* Pasaje del texto
- - - -

Y sí, finito era. Fino* también, a lo venezolano. Estuvimos más de 6 meses circundando lugares que tenían algo en común, aparte de lo latino… estaban, pasos más, horas menos, en el Caribe. Y se nos estaban acabando! Venezuela, Nicaragua, Costa Rica, Panamá, todo eso había quedado atrás. Estábamos en Colombia, y hacía calor, como en casi todos los días de este viaje. Y por eso, y por otras cosas, nos fuimos derechito a la Costa Atlántica, a Santa Marta primero, pero no nos gustó. El peso de las primeras impresiones y nuestra creciente fobia a las grandes urbes nos sacó disparados a su satélite más cercano: Taganga.

Cerro que termina en mar

Cerro que termina en mar

Es que sólo una busetica es la que necesitás para llegar ahí y cambiar la ruidosa ciudad por un tranquilo pueblo de pescadores, que de tanto en tanto convulsiona por el alcohol o las drogas. El caminito corto y contorneado cruzando el cerro impone que el vehículo sea pequeño. Ya nos acostumbramos a que cualquier tipo de rodado pueda servir para transporte de pasajeros. También nos acostumbramos a que el método de pago es muy cambiante, me pone un poco nerviosa, hay que pagar al subir o al bajar? Nos cobran lo mismo que a todos? Entramos con las mochilas? En esta oportunidad, no. Entonces hay que negociar un taxi y resulta que nos sale más barato! Estamos todos locos, también nos acostumbramos a eso. Adaptación.

- - - -

En el relato del viaje, ¿a qué pueblo se fueron después de que no les gustó Santa Marta?

* Registros

- - - -

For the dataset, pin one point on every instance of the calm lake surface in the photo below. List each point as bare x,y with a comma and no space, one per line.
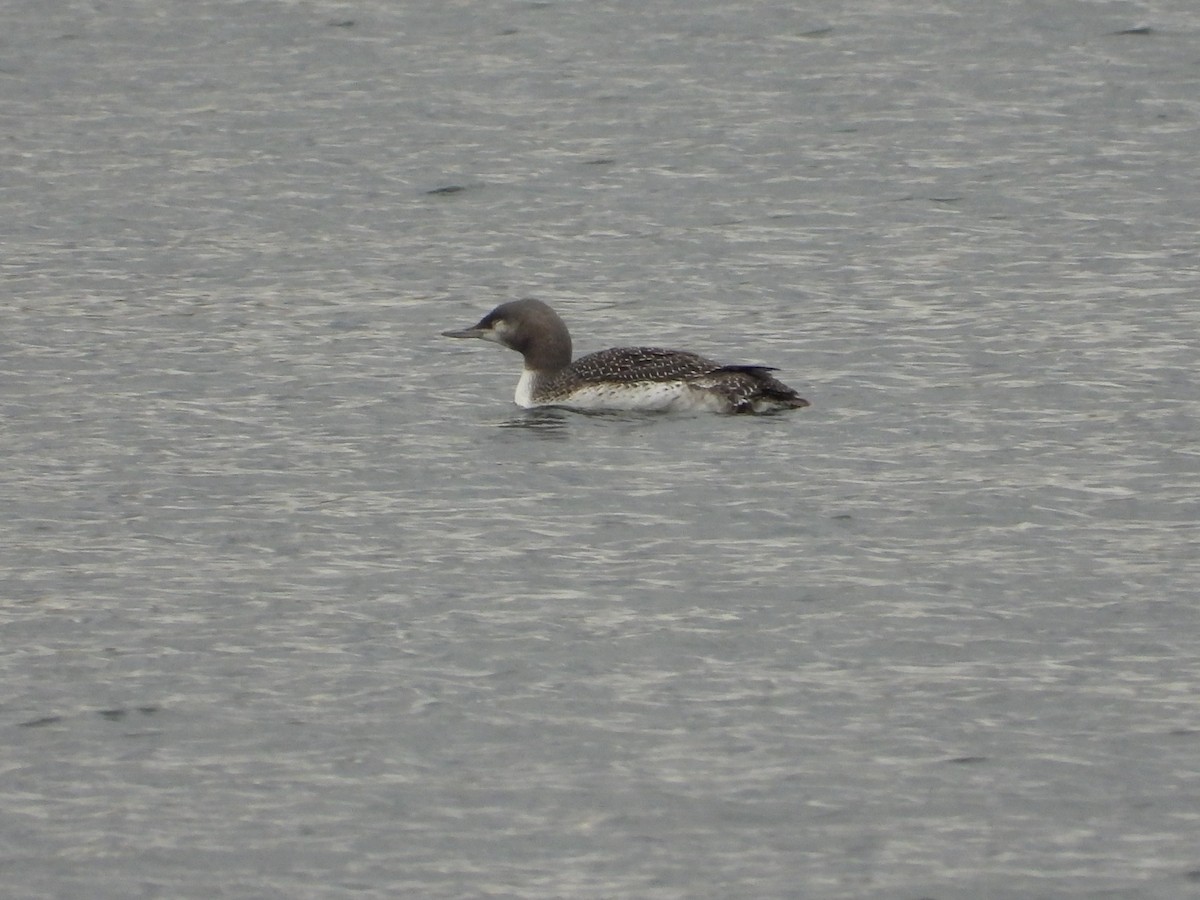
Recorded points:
297,604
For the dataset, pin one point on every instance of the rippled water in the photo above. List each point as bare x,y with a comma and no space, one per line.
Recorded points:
297,604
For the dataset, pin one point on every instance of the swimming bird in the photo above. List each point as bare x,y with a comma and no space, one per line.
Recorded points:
625,377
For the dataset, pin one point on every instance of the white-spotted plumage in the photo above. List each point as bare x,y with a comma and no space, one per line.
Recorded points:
646,378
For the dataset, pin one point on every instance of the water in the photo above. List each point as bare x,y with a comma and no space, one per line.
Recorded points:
297,604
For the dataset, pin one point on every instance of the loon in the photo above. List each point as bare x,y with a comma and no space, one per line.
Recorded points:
624,378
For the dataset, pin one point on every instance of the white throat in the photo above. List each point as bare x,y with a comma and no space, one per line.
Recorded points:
525,389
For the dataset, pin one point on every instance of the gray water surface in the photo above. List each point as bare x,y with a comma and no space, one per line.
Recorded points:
297,604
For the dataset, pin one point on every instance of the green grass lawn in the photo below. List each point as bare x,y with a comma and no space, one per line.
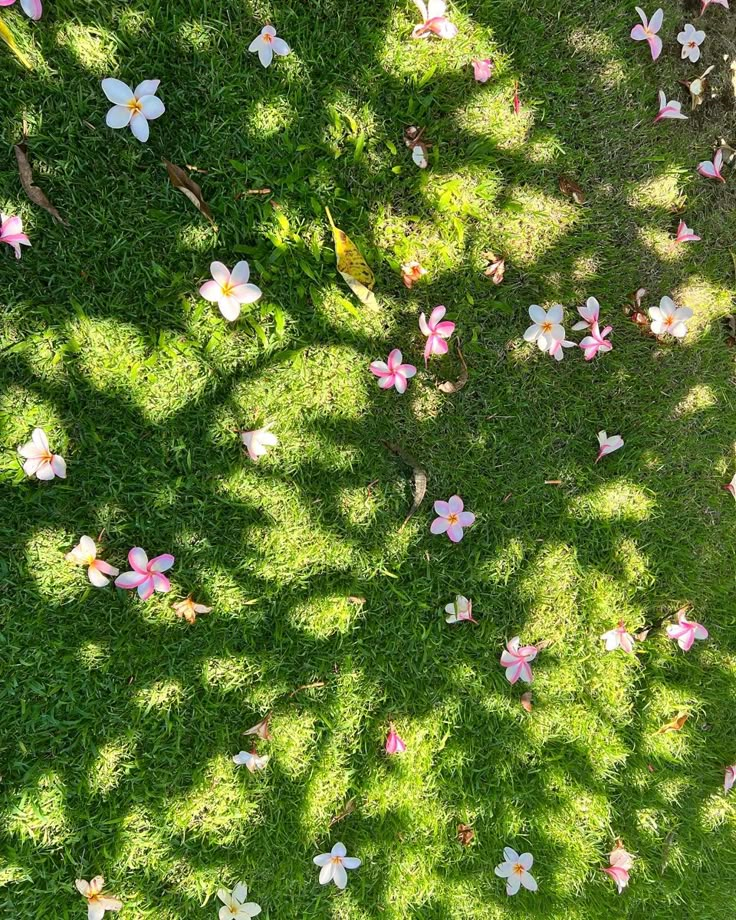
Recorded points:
118,721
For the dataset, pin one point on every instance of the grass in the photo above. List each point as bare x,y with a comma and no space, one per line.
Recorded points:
118,721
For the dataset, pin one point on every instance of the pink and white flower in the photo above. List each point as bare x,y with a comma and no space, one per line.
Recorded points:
619,638
146,576
516,659
608,445
267,44
437,332
451,518
230,290
133,108
40,462
434,21
669,319
691,39
85,553
647,30
11,232
685,631
393,373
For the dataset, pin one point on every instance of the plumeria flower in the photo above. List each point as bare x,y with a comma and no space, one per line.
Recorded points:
596,341
607,444
685,631
40,462
395,744
437,332
393,373
672,109
712,170
647,31
334,865
459,610
258,441
434,21
545,326
236,907
230,290
620,864
267,44
515,869
516,661
252,760
452,519
669,319
11,232
146,576
85,553
618,638
685,234
691,39
97,902
133,108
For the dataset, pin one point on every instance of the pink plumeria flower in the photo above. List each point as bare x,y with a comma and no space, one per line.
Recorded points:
146,576
459,610
621,863
394,742
85,553
712,169
452,519
11,232
437,332
596,341
672,109
691,39
669,319
685,631
32,8
619,638
590,313
434,21
230,289
267,44
607,444
516,661
258,441
546,326
393,373
482,70
647,31
133,108
685,234
40,462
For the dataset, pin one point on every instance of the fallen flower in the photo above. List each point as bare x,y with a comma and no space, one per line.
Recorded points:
85,553
334,864
515,869
516,661
451,518
146,576
40,462
393,373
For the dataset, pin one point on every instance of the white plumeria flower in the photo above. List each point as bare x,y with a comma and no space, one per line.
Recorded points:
515,870
133,108
545,326
236,907
267,44
334,864
40,462
669,319
691,39
252,760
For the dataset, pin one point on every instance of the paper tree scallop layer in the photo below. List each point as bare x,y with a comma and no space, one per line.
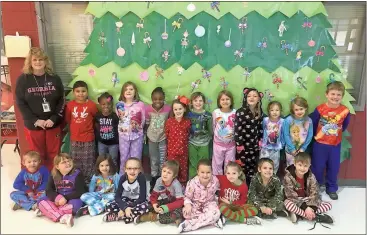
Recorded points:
238,9
259,30
100,80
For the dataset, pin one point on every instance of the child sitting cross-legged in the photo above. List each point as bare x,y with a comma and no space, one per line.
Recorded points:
166,198
302,192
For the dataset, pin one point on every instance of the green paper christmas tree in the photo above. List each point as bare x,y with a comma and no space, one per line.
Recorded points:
127,45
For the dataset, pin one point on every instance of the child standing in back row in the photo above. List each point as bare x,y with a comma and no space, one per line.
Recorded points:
79,114
131,112
224,146
157,115
200,132
249,131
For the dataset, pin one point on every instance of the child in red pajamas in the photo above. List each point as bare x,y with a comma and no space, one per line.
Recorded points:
177,130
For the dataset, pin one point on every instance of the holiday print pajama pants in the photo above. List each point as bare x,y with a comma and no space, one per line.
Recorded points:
274,155
25,201
249,159
221,157
157,155
201,215
196,153
96,201
54,212
296,207
83,155
183,171
128,149
139,209
237,213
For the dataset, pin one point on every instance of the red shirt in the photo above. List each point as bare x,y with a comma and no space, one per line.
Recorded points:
300,187
177,134
80,117
236,194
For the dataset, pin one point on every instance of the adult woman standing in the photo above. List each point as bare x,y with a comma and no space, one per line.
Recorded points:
40,98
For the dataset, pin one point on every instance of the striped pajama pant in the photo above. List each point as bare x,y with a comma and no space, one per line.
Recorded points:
97,201
295,208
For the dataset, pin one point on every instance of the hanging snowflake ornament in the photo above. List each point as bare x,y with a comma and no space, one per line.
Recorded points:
206,74
223,83
277,80
177,24
238,54
243,25
165,55
320,52
198,51
282,28
119,25
159,72
140,25
195,85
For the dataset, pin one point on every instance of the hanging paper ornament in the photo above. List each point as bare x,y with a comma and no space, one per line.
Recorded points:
191,7
311,43
180,70
223,83
195,85
243,24
102,38
301,83
215,5
198,51
114,79
277,80
184,40
331,78
206,74
133,39
140,25
318,79
177,24
199,31
118,24
247,73
165,34
147,39
307,23
228,43
144,76
165,55
159,72
282,28
238,54
263,44
320,52
218,29
299,55
120,51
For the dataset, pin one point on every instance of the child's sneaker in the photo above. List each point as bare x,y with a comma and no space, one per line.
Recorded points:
67,219
82,211
253,221
15,206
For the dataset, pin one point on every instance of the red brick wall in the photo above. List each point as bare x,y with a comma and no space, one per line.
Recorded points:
19,17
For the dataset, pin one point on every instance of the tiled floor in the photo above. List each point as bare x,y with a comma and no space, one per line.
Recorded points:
349,213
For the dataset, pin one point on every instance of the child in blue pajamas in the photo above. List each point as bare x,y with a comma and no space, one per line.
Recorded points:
102,187
31,183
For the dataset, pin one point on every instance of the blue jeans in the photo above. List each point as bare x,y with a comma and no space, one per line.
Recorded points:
113,150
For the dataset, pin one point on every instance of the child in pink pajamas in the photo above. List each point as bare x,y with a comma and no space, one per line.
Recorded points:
64,188
200,205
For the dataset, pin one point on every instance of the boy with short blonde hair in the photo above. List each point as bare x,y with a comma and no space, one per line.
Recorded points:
167,198
330,120
31,183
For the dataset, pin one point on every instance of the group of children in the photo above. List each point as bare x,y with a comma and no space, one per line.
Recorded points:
246,148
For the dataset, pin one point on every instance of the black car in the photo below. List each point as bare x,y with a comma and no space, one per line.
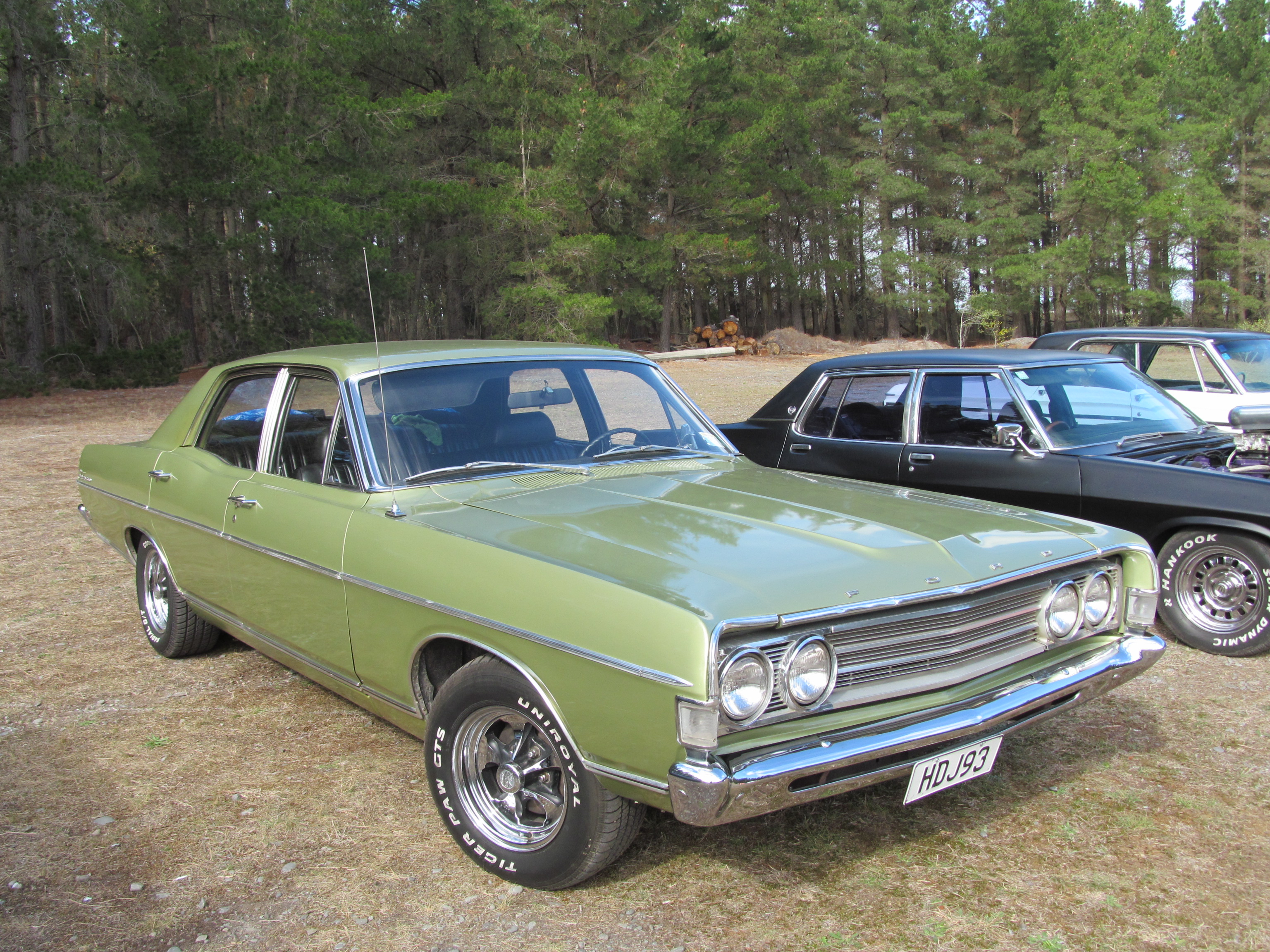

- - - -

* Respuesta completa
A Taganga.